Print the entries in full, word for word, but not the pictures.

Image point annotation entries:
## START
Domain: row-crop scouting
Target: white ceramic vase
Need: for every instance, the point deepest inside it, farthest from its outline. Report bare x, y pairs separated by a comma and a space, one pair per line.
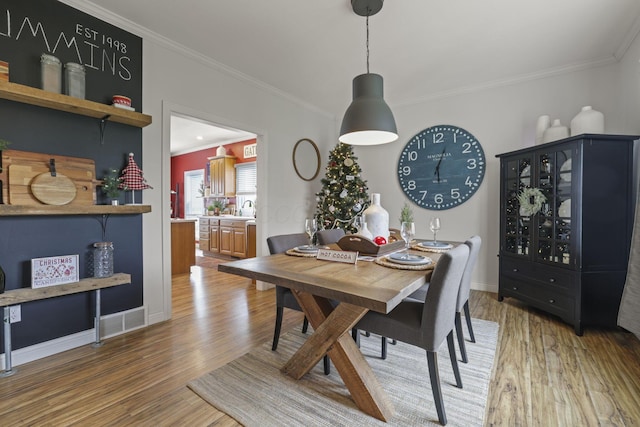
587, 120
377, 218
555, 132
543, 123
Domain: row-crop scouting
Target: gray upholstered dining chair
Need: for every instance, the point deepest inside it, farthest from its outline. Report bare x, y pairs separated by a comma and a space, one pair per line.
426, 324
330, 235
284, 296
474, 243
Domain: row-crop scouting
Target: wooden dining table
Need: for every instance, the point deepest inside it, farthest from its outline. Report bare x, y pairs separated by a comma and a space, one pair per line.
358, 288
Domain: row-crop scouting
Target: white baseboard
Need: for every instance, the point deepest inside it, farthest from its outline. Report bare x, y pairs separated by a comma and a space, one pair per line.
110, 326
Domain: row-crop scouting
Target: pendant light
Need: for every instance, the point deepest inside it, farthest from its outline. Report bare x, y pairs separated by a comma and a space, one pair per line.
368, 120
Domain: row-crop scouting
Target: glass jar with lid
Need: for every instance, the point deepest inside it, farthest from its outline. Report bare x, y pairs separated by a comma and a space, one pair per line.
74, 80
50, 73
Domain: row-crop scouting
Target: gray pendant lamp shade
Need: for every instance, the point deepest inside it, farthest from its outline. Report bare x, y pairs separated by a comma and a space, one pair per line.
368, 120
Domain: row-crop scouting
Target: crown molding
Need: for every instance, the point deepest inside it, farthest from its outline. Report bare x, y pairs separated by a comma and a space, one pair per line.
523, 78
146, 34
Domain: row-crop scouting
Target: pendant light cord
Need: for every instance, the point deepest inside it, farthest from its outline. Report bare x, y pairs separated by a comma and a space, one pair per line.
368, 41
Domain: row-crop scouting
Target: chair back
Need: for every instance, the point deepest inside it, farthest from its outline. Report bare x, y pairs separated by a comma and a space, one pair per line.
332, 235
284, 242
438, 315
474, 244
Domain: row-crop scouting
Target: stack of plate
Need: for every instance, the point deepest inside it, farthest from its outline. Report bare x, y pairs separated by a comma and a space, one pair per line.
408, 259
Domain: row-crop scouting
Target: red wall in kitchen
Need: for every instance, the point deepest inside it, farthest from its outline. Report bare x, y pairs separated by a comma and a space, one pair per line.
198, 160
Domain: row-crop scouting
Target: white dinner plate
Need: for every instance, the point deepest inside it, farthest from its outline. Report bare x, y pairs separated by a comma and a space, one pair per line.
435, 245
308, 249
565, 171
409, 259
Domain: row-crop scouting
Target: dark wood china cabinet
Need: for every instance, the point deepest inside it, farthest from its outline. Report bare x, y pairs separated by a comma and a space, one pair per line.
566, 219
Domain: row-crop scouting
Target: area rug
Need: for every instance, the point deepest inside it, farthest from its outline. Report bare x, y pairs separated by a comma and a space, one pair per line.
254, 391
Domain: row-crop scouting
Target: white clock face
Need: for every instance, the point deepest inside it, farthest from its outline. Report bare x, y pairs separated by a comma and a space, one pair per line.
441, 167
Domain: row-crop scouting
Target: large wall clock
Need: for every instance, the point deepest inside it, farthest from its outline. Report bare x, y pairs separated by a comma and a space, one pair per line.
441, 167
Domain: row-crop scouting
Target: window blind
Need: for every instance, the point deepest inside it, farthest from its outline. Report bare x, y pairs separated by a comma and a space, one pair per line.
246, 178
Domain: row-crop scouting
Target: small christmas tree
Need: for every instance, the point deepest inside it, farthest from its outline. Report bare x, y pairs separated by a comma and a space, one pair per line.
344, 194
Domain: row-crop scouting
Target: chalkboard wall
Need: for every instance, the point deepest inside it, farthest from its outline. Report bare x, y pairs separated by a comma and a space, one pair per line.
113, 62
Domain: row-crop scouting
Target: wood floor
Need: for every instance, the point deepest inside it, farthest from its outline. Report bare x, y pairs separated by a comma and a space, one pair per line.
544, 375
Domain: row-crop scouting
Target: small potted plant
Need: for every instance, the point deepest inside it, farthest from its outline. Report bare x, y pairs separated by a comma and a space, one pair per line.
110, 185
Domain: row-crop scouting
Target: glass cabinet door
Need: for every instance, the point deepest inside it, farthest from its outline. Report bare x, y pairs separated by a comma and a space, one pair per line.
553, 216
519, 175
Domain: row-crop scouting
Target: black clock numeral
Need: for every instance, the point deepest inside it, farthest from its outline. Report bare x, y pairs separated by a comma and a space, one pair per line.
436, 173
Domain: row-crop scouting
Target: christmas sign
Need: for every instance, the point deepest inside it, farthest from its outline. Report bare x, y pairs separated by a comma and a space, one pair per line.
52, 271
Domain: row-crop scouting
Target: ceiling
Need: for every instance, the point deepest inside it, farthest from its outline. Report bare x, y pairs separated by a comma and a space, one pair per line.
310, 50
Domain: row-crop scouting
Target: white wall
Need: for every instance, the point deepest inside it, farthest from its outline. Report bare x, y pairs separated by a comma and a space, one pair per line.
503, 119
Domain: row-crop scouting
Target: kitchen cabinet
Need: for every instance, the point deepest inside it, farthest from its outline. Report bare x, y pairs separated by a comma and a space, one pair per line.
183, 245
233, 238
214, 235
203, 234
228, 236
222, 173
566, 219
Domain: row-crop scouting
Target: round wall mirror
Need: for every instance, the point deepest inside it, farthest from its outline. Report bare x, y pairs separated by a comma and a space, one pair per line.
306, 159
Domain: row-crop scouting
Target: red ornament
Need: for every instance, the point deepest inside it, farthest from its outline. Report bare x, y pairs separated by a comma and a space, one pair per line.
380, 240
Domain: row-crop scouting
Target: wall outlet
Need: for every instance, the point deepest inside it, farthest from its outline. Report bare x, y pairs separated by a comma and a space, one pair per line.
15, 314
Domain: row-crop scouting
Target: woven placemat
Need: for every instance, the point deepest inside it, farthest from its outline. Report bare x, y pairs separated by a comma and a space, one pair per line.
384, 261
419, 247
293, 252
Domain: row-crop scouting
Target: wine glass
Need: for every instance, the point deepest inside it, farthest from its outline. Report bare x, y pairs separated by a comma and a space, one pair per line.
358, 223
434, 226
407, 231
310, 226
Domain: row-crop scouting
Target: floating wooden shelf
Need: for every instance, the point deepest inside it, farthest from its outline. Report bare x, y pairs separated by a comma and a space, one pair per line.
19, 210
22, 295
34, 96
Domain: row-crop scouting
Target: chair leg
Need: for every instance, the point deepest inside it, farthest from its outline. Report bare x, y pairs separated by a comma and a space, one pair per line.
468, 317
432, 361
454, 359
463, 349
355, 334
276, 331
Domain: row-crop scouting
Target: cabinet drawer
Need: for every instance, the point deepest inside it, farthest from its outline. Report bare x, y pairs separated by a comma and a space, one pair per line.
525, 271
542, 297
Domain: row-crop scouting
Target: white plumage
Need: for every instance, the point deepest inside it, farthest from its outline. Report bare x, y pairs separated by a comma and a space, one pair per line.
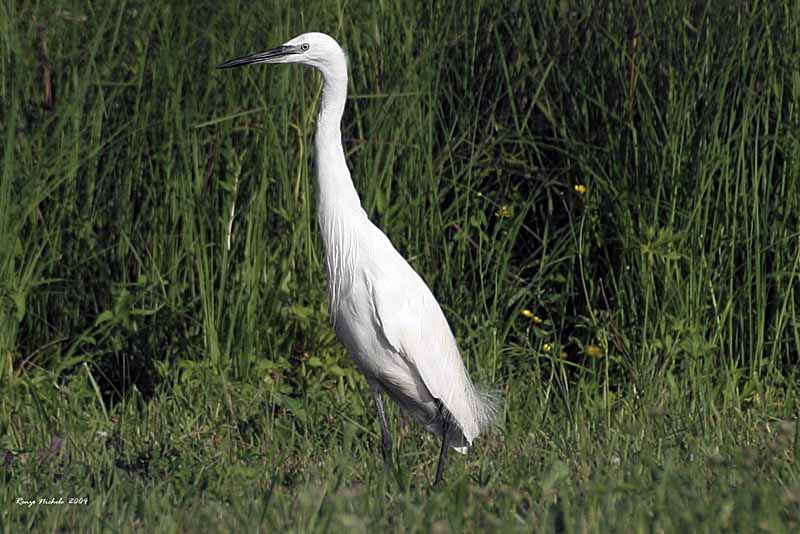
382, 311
## END
:: Exercise output ::
Domain: row-crop scouting
Target: white ceramic vase
Need: for every instance, the point deepest inside it, farthest from its outline. Report bare x, y pairs separated by a comma and a space, one pair per line.
587, 120
377, 218
555, 132
543, 123
Domain: row-crop scouting
Target: gray upholstered dining chair
Need: for every instance, the point deepest inside it, farthest from its outline. Report bare x, y pairs separated by a comma and a space, one pair per line.
426, 324
330, 235
284, 296
474, 243
Domain: row-crop scouting
Target: wooden dining table
Need: for every instance, the point deepest inside it, farthest from its outline. Report bare x, y pairs separated by a comma and a space, one pair per line.
358, 288
Domain: row-crop scouting
Target: white baseboard
Need: for every instance, the point deepest inside it, farthest from its outline. Report bare x, y pairs separated by a comma and a space, one pair per line.
110, 326
Domain: row-crop scouting
Target: pendant light
Need: for every instance, the point deepest inside it, farthest from its outline. Report bare x, y pairs separated by a comma and a space, one pair per line.
368, 120
Domain: row-crop scouting
Target: glass jar with lid
Need: for every instance, the point deepest inside it, farthest from its outline. Report bare x, y pairs separated by a comma and a space, one pair per line.
74, 80
50, 73
Domain: row-crop scouting
Target: gray pendant lamp shade
Need: for every instance, the point deepest inside it, farthest from its outline. Report bare x, y pairs separated by a comma and a space, one pair per line.
368, 120
Domain: row-crop scouting
Target: crown molding
Need: for every instance, the point deepest inside it, farthest from its outline. Report bare x, y pairs separated by a comma and a space, one pair per line.
523, 78
146, 34
Domain: row-crop scouting
Target: pendant light cord
Need: for every instance, the point deepest inside it, farthest from its outline. Report bare x, y pairs separated by a comma and a space, one pair per line.
368, 41
Domain: row-crop scouting
Target: chair back
Need: for every instance, the point deepest inside it, farthest from its outline. Report bare x, y pairs separated by a comma and a space, one pair per line.
332, 235
284, 242
438, 315
474, 244
Domain: row-crop scouting
Target: stack of plate
Need: for every instance, the point deepest inside it, farthest from its outline. Report bare x, y pairs separated by a comma and a space, one pair per line.
408, 259
Domain: row-crop scouting
Target: red wall in kitchen
Need: for every instance, the point deepest inside it, farthest from its outline. Report bare x, y pairs separated by a comma and a space, one pair per line.
198, 160
Domain: row-crop scouting
Target: white dinner plate
Need: for every instance, the point deepest inside it, farthest from its outline. Report bare x, y pairs separated by a comma and a space, one pair per line.
435, 245
308, 249
565, 171
409, 259
Domain: row-crop scouting
Target: dark wood china cabinet
Need: for every instance, the point deepest inside it, farthest from its outline. Report bare x, y pairs separated by a comma and a space, one pair per line.
566, 219
Domain: row-crop scouting
Target: area rug
Need: for every instance, the point deepest inside it, farthest from its outline. Report bare x, y pairs separated by a comma and a space, one pair per line.
254, 391
Domain: row-crop scouting
Target: white clock face
Need: for every instance, the point deepest inside it, farthest from its outline. Report bare x, y pairs separated by a comma and a space, one pair per line.
441, 167
Domain: row-crop scouting
Target: large wall clock
Need: for every instance, the point deepest inside it, farthest from its outline. Report bare x, y pairs separated by a comma and a space, one pair per line.
441, 167
Domain: row-crop scouting
Target: window blind
Need: for every instance, the point deepest inside it, farthest from its outline. Report bare x, y pairs separated by a comma and a space, one pair per line.
246, 178
Domain: row-crop scouting
Target: small christmas tree
Need: for every instance, the point deepest inside it, farthest from its outline. Report bare x, y pairs separated by a comma and a space, one pair per line.
344, 194
Domain: row-crop scouting
Target: chalkboard wall
Need: for every instance, the point deepest inside it, farthest from its outline. Report bare x, y pairs separated by a comma and a space, one pair per line.
113, 62
Domain: row-crop scouting
Target: wood floor
Need: for every instance, the point deepest inside it, farthest from its outline. Report bare x, y pairs separated by a comma and a space, one pair per line.
544, 375
Domain: row-crop scouting
Target: small potted plant
Need: for every instance, the point deepest inside it, farthest from its outline. Report bare x, y pairs separated by a comma and a space, one pair per line.
110, 185
Domain: row-crop scouting
Target: glass cabinet door
Need: for every instance, the point deepest inside it, farthest from its outline. Report bare x, y pairs separated by a comma and a space, one pair per line.
553, 216
519, 175
Domain: row-crop scouting
Target: black clock numeral
Need: for every instance, the point deepest inside it, farthest from its outline. Report bare x, y pairs separated by a comma and a space, one pair per line.
436, 173
Domain: row-crop scouting
Target: christmas sign
Need: for every instance, the point deepest inside it, farthest from its outline. Report bare x, y pairs separated by a comma and a space, one pair per line.
52, 271
Domain: row-crop scouting
Target: ceiling
Need: for every instance, the point deepest inside it, farthest from its outline. Report bare x, y pairs separated by a comma and a space, one pair per line.
310, 50
Domain: row-crop scouting
Target: white wall
Need: for every instance, the point deepest inside it, farthest from its outline. Report bare x, y pairs separated by a comma and a space, one pair per line.
503, 119
Domain: row-crop scouting
Target: kitchen cabinet
Need: for every instance, the point deepest inside it, farthest from its outline. Report bare x, y pairs separated by a comma and a space, one pair per line.
183, 245
233, 238
214, 235
203, 234
228, 236
222, 173
566, 219
Domain: row-crop scouting
Target: round wall mirror
Need: for every instance, the point deepest inside it, farthest from its outline. Report bare x, y pairs separated by a comma and a space, one pair per line.
306, 159
Domain: row-crop scouting
Target: red ornament
Need: for every instance, the point deepest inside it, farthest from its outline. Report bare x, y pairs separated by a comma and a space, one pair per line.
380, 240
Domain: row-crop scouting
Target: wall outlet
Need: for every instance, the point deepest inside it, farthest from its outline. Report bare x, y pairs separated by a comma and a space, one pair per line.
15, 314
Domain: row-crop scouting
Target: woven placemat
Need: for every instance, the point deepest inside it, farthest from its outline. Report bare x, y pairs separated by a comma and a space, one pair per line.
384, 261
419, 247
293, 252
Domain: row-crop scouting
Target: wine glass
Need: for every instance, the point deepest inside it, farthest from its outline. Report bare x, y pairs separated by a comma and a space, one pair per line.
358, 223
434, 226
407, 231
310, 226
Domain: row-crop scouting
Target: floating wooden shelf
Need: for every instance, the point deepest inside it, farthest from its outline. Report bare x, y pairs separated by a comma and a space, one pair per line.
19, 210
22, 295
34, 96
Domain: row-crop scouting
Target: chair leg
Need: for every instance, the point deepest inside it, farthest from its outline. Report bare x, y pairs separated by a comma and a space, one pair per line.
468, 317
432, 361
454, 359
463, 349
355, 334
276, 331
Domain: row-crop scouting
Target: cabinet drawer
Need: for every instance, the point deepest inside it, farthest from its outline. Report bare x, y pairs separated by a comma and a space, one pair per line.
525, 271
542, 297
Domain: row-crop scouting
Target: white plumage
Need: for every instance, the point deepest inside it, farthest from its outline. Report bare x, y pairs separated by a comma and a space, one pair per line.
382, 311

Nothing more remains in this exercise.